BRIEF:
In the text about the LACODAM team's teaching below, list every course that Peggy Cellier is responsible for at INSA.

TEXT UNDER STUDY:
Some members of the project-team LACODAM are also faculty members and are actively involved in computer science teaching programs in ISTIC, INSA, Agrocampus-Ouest, and ENSAI. Besides these usual teachings LACODAM is involved in the following programs:

• Alexandre Termier is responsible for the following courses at ISTIC (Univ. Rennes 1): Object Programming (L2 info, elec, maths), AI (M1 info), Data Mining and Visualization (M2 SIF).
• ENSAI's third year (M2 level): Machine Learning modules (Deep Learning, large-scale Learning, Recommender Systems), 21h, ENSAI (R. Gaudel)
• Master Smart Data: Bandits Theory et Recommender Systems, 9h, ENSAI (R. Gaudel)
• At INSA, Peggy Cellier is responsible of four courses: "Databases and web development" (Licence 3 INFO), "Databases" (Licence 3 Math), "Data Mining" (Licence 3) and "Advanced Database and Semantic Web" (Master 2). She also teaches some other courses: "Database" (Licence 2), "Use and functionalities of an operating system" (Licence 3). At master 2 SIF, she teaches in English 4 hours in the data mining course (DMV). In addition she gives a lecture of 2 hours also in master 2 SIF about "Qu’est-ce qu’une thèse, un doctorat, un·e doctorant·e ?".
• Participation in the module “Case Study in Data Science” with the seminar “Interpretable AI”, M2 EIT DSC, ISTIC, Univ. Rennes I (L. Galárraga, 4h).

### 11.2.2 Supervision

Postdocts

• Alexandre Termier and Elisa Fromont were supervisors of the post-doc of Neetu Kushwaha (until February 2021) and the M2 Internship of Ezanin Christian Bile (Polytechnique, from April to September 2021)

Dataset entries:
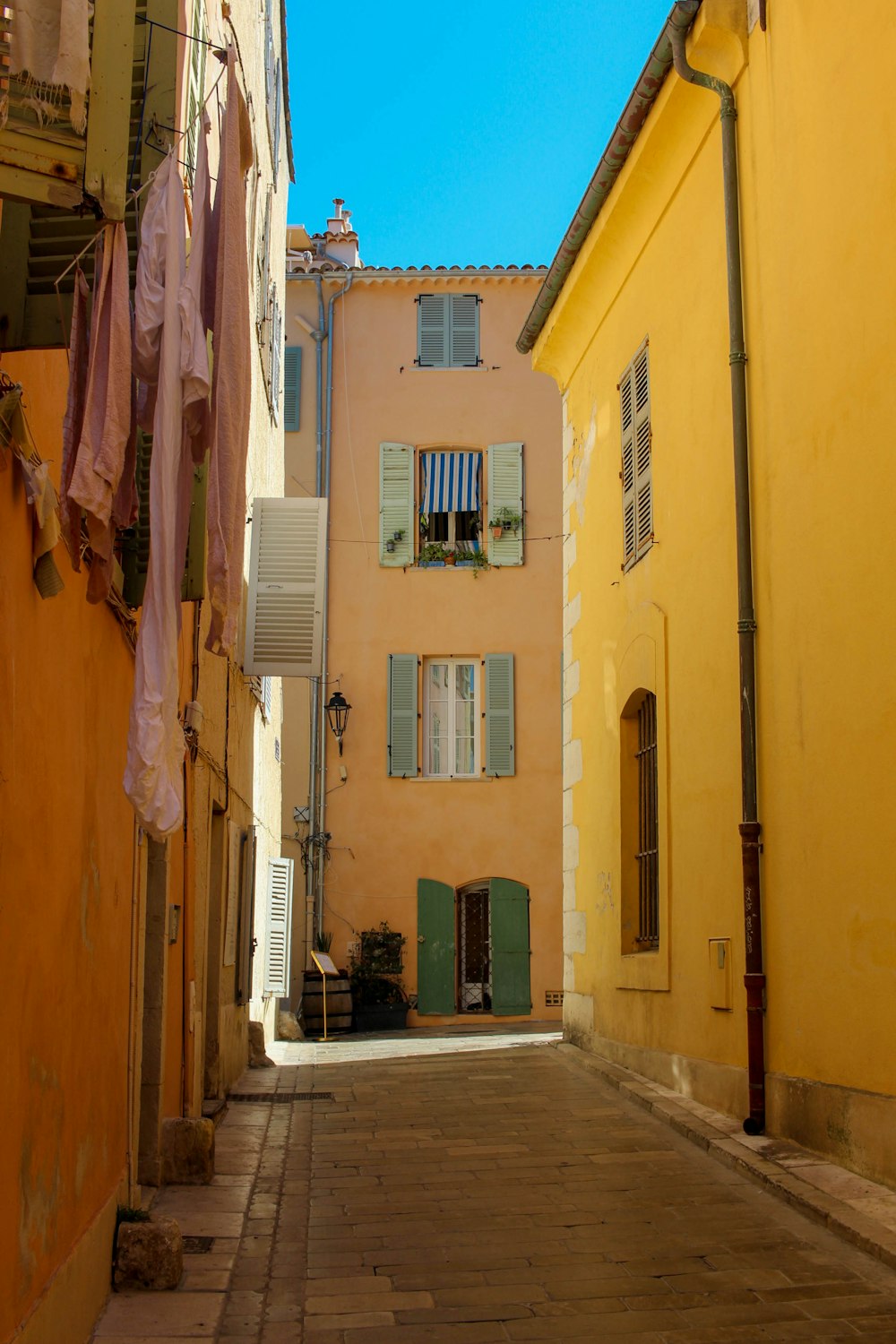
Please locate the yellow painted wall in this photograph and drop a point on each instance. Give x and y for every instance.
(820, 293)
(389, 832)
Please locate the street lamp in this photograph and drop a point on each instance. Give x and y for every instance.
(338, 710)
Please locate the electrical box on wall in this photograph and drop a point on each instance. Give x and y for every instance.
(720, 973)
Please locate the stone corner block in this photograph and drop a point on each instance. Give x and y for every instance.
(150, 1254)
(187, 1150)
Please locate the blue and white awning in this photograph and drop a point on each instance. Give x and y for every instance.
(450, 483)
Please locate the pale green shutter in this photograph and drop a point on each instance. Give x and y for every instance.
(435, 948)
(402, 715)
(463, 331)
(511, 954)
(397, 503)
(433, 340)
(292, 387)
(505, 491)
(280, 921)
(498, 714)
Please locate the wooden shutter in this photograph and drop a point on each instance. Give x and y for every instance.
(511, 954)
(402, 715)
(134, 540)
(637, 476)
(433, 341)
(463, 331)
(285, 610)
(435, 976)
(280, 922)
(505, 491)
(292, 387)
(397, 503)
(498, 714)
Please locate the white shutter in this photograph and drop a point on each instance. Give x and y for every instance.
(397, 503)
(505, 491)
(285, 610)
(280, 921)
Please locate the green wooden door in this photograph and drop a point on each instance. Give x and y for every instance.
(511, 956)
(435, 946)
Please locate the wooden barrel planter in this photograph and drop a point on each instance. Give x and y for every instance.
(339, 1005)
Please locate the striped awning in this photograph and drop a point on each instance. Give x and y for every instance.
(450, 483)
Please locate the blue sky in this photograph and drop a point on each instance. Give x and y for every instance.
(458, 134)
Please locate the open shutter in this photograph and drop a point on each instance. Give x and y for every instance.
(397, 503)
(498, 714)
(402, 715)
(435, 948)
(463, 331)
(511, 956)
(285, 609)
(280, 922)
(505, 491)
(292, 387)
(433, 341)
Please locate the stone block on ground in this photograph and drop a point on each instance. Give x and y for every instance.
(150, 1254)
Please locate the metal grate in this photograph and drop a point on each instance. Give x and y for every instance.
(266, 1098)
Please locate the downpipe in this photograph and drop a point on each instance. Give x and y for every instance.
(750, 828)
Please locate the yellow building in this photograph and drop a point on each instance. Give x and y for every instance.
(129, 962)
(441, 811)
(678, 564)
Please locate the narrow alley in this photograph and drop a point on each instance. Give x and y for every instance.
(497, 1188)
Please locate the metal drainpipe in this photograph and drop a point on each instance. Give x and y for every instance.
(314, 690)
(324, 634)
(750, 827)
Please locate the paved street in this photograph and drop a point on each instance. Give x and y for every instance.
(452, 1193)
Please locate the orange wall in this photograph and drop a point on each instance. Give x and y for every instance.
(386, 832)
(66, 871)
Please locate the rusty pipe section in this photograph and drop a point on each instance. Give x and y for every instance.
(750, 827)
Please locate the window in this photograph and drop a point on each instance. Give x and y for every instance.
(450, 715)
(637, 486)
(640, 824)
(447, 331)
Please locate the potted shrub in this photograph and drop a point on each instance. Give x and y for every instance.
(378, 994)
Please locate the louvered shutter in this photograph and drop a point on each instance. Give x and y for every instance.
(433, 341)
(463, 325)
(511, 953)
(280, 921)
(402, 715)
(285, 609)
(505, 491)
(397, 503)
(435, 975)
(498, 714)
(292, 387)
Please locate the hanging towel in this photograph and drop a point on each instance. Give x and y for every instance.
(50, 46)
(107, 416)
(153, 779)
(231, 376)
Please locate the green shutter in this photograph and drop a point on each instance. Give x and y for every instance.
(463, 330)
(433, 341)
(511, 956)
(435, 948)
(402, 715)
(292, 387)
(397, 503)
(505, 491)
(498, 714)
(134, 540)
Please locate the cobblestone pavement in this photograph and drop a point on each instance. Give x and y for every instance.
(487, 1190)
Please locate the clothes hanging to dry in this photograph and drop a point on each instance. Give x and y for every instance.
(231, 375)
(39, 491)
(153, 779)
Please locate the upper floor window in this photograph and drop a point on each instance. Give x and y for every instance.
(637, 484)
(447, 331)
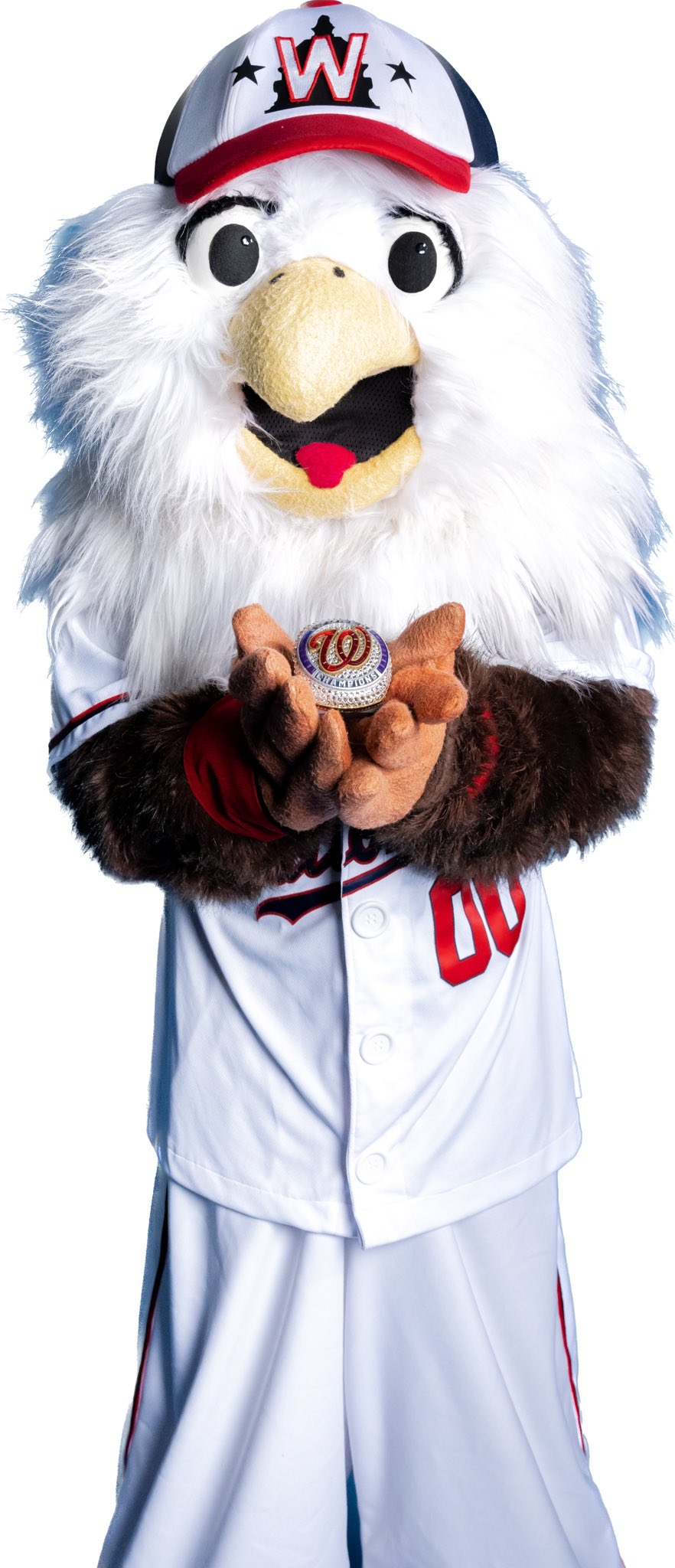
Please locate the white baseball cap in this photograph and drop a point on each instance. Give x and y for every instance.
(317, 77)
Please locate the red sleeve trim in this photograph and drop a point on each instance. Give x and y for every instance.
(221, 773)
(491, 752)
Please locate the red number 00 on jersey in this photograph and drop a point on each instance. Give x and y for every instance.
(489, 918)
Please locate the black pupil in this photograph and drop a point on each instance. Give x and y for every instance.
(233, 254)
(412, 263)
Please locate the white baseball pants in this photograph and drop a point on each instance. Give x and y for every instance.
(442, 1369)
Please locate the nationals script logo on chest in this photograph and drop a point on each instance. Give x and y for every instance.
(323, 70)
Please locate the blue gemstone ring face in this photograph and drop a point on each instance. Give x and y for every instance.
(348, 665)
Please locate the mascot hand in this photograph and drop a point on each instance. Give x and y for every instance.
(398, 746)
(299, 750)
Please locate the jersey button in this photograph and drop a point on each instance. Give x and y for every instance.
(370, 1167)
(368, 920)
(375, 1048)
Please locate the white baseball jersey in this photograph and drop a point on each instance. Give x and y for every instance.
(368, 1050)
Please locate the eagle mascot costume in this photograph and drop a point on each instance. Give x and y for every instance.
(347, 574)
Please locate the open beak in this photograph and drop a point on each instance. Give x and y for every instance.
(328, 374)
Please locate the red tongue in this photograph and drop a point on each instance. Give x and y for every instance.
(324, 463)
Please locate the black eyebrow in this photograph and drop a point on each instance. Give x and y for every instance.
(450, 240)
(221, 204)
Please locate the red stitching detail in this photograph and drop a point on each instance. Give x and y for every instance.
(88, 712)
(491, 752)
(561, 1315)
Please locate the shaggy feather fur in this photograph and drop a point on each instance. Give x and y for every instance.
(572, 763)
(527, 507)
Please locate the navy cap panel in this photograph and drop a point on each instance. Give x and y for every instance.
(483, 136)
(203, 104)
(166, 142)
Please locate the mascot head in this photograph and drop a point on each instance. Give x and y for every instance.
(335, 360)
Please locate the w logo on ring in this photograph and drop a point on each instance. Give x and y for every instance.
(321, 70)
(347, 648)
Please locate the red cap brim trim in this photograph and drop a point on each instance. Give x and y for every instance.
(287, 139)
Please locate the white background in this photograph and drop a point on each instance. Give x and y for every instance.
(580, 101)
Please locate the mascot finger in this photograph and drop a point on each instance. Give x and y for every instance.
(254, 629)
(432, 635)
(432, 695)
(390, 736)
(373, 797)
(256, 678)
(311, 799)
(293, 719)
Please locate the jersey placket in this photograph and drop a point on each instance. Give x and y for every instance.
(380, 988)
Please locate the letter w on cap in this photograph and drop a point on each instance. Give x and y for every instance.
(321, 57)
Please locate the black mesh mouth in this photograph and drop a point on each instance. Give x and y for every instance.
(368, 419)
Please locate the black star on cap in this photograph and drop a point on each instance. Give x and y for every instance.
(246, 71)
(399, 74)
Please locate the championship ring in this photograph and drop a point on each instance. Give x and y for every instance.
(347, 665)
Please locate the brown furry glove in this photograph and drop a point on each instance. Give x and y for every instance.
(398, 746)
(301, 752)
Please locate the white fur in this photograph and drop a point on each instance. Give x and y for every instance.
(527, 505)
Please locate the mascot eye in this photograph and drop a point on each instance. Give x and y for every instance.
(412, 263)
(223, 250)
(233, 254)
(425, 256)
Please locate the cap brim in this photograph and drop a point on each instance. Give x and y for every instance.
(287, 139)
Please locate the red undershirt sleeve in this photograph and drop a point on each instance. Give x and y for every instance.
(221, 773)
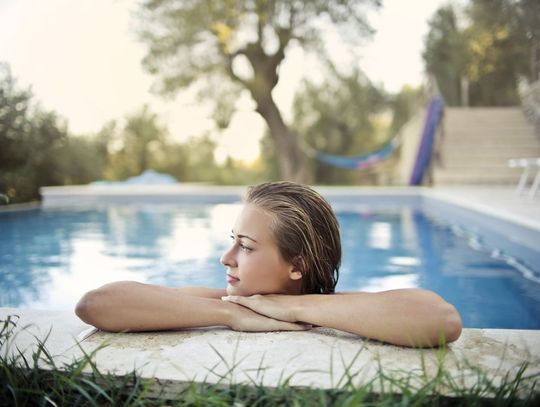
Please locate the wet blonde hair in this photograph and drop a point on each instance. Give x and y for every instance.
(305, 229)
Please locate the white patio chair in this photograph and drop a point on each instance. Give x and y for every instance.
(528, 165)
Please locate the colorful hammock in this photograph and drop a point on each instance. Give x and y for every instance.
(361, 162)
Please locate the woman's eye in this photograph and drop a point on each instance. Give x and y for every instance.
(245, 248)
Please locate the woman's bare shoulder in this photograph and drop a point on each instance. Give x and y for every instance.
(203, 292)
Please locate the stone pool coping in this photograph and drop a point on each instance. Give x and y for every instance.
(322, 357)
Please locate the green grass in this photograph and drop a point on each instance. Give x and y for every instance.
(37, 381)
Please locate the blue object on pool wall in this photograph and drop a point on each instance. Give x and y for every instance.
(433, 118)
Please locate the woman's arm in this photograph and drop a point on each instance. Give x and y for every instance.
(410, 317)
(132, 306)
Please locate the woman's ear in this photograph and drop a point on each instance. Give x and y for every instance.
(298, 268)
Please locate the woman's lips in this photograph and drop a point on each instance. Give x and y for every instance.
(232, 279)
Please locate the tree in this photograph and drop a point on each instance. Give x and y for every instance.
(240, 45)
(138, 144)
(31, 141)
(340, 116)
(489, 53)
(445, 54)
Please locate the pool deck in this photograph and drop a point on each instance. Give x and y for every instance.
(321, 357)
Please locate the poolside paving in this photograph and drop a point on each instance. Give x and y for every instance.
(499, 201)
(323, 358)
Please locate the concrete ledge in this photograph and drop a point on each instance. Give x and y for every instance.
(323, 358)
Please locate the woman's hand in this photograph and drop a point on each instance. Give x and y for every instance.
(277, 307)
(244, 319)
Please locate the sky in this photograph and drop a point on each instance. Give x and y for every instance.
(82, 59)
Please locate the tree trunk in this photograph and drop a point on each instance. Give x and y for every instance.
(292, 162)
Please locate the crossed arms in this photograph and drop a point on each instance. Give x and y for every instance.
(409, 317)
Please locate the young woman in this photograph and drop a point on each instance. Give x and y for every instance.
(281, 272)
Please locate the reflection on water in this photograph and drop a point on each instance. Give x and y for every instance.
(49, 258)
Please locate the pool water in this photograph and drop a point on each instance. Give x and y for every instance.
(50, 257)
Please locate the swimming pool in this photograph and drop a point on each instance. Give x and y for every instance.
(50, 256)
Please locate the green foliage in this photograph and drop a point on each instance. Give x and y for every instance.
(347, 115)
(31, 139)
(490, 51)
(445, 54)
(37, 379)
(226, 47)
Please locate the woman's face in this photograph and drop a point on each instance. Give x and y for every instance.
(254, 264)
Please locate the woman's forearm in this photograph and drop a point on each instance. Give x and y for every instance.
(409, 317)
(132, 306)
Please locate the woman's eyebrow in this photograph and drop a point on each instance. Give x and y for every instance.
(244, 236)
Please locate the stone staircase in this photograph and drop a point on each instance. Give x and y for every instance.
(477, 144)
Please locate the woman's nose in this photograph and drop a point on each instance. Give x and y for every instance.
(228, 259)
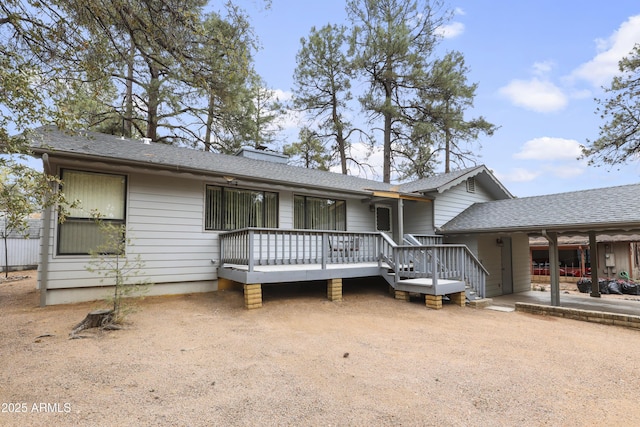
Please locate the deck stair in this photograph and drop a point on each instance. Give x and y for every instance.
(422, 264)
(448, 266)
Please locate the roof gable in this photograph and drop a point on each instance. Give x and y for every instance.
(118, 150)
(443, 182)
(613, 208)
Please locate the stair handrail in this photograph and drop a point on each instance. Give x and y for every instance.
(478, 283)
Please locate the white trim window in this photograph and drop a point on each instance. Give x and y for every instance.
(98, 194)
(314, 213)
(234, 208)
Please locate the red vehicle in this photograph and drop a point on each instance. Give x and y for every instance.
(542, 269)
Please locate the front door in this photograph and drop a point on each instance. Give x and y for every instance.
(507, 267)
(383, 218)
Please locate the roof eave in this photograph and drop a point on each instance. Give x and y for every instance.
(179, 169)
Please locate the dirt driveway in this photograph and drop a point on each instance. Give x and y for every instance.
(202, 360)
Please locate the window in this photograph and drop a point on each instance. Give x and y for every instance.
(97, 192)
(471, 185)
(319, 214)
(233, 208)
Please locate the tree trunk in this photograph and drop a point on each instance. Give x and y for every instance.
(95, 319)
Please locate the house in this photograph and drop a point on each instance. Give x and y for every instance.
(616, 254)
(201, 220)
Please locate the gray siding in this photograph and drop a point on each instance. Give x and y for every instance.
(165, 221)
(418, 217)
(165, 224)
(452, 202)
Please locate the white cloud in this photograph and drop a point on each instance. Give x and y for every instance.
(451, 30)
(543, 68)
(600, 70)
(537, 95)
(518, 175)
(549, 149)
(566, 171)
(282, 95)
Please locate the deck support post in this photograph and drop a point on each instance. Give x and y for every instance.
(433, 301)
(401, 295)
(459, 298)
(252, 296)
(334, 289)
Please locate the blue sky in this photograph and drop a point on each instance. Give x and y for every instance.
(539, 65)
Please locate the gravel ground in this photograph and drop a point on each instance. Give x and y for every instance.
(201, 360)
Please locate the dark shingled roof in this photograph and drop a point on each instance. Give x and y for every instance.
(115, 149)
(613, 208)
(97, 146)
(443, 182)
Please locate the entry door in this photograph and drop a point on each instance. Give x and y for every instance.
(383, 218)
(507, 267)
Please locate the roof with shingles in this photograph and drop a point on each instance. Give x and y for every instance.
(92, 145)
(443, 182)
(613, 208)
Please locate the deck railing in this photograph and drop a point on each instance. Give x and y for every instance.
(453, 262)
(270, 246)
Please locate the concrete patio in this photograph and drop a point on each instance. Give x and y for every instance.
(630, 305)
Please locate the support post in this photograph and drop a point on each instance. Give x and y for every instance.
(554, 269)
(593, 257)
(252, 296)
(401, 295)
(459, 298)
(433, 301)
(334, 289)
(400, 220)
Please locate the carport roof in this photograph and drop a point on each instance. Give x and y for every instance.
(609, 209)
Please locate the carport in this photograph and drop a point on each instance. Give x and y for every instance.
(612, 210)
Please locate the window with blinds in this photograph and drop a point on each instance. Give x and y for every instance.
(233, 208)
(97, 193)
(314, 213)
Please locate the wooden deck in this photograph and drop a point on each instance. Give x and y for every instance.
(298, 272)
(257, 256)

EXERCISE RESPONSE:
- "Databases and web development" (Licence 3 INFO)
- "Databases" (Licence 3 Math)
- "Data Mining" (Licence 3)
- "Advanced Database and Semantic Web" (Master 2)